§ WHAT NEEDS TO BE DONE:
In the entries below, how many lines hold the string "window"? Give only the number.
###
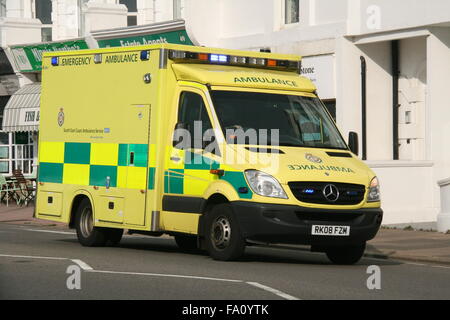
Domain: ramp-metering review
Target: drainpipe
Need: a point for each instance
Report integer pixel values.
(395, 105)
(364, 107)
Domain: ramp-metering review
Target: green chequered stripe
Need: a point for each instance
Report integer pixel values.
(151, 178)
(76, 153)
(50, 172)
(173, 178)
(237, 180)
(173, 181)
(99, 174)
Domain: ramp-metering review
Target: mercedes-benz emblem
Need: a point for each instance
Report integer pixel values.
(331, 192)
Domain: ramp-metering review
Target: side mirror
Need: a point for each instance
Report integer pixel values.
(181, 136)
(353, 142)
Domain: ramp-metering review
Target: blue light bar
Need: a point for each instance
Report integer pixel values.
(218, 58)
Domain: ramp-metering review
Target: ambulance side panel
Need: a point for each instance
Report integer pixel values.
(99, 129)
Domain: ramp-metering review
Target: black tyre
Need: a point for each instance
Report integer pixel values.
(88, 235)
(186, 243)
(113, 236)
(223, 237)
(346, 255)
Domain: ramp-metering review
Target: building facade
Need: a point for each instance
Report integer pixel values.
(381, 67)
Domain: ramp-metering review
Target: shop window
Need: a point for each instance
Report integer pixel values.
(46, 34)
(2, 8)
(130, 4)
(22, 152)
(291, 11)
(178, 7)
(132, 21)
(44, 11)
(132, 11)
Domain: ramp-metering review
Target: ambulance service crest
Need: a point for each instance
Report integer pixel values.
(61, 117)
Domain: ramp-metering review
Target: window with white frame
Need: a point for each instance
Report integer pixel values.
(2, 8)
(22, 152)
(178, 8)
(81, 18)
(291, 11)
(132, 11)
(43, 11)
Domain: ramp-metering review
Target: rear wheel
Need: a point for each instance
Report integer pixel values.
(87, 234)
(346, 254)
(224, 240)
(186, 243)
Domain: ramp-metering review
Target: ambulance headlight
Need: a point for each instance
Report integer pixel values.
(374, 191)
(264, 184)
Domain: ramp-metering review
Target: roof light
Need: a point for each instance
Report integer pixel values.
(145, 55)
(257, 61)
(238, 60)
(203, 56)
(98, 58)
(271, 63)
(217, 58)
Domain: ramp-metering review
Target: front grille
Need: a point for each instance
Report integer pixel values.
(312, 192)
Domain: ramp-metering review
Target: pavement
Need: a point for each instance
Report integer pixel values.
(394, 244)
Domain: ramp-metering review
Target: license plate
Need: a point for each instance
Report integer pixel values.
(330, 230)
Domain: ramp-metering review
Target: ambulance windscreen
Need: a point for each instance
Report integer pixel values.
(275, 119)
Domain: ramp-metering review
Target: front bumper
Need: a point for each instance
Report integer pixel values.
(291, 224)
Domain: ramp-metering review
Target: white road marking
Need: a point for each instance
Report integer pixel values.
(272, 290)
(165, 275)
(88, 268)
(31, 257)
(51, 231)
(82, 265)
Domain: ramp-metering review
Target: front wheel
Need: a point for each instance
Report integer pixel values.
(88, 235)
(346, 255)
(224, 240)
(186, 243)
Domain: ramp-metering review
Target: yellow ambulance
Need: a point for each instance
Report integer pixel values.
(218, 148)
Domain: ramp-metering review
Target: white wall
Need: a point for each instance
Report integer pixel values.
(104, 15)
(384, 15)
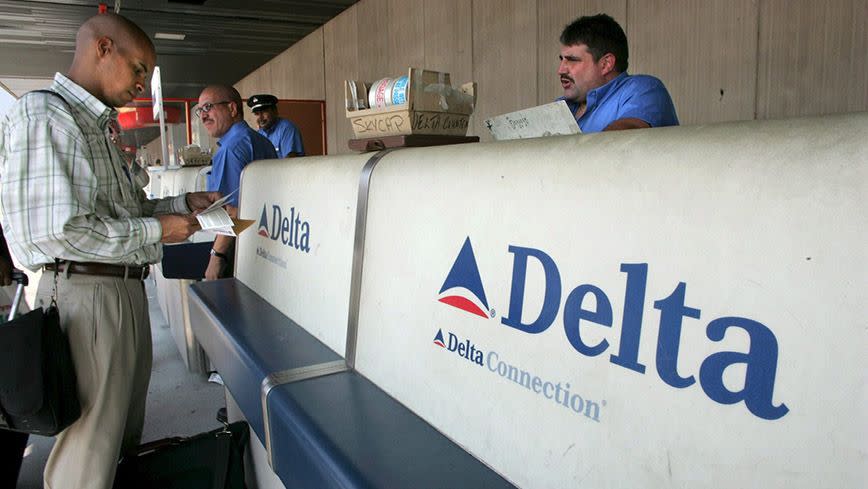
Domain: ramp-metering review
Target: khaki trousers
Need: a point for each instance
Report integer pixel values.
###
§ REPLY TO THE TASK:
2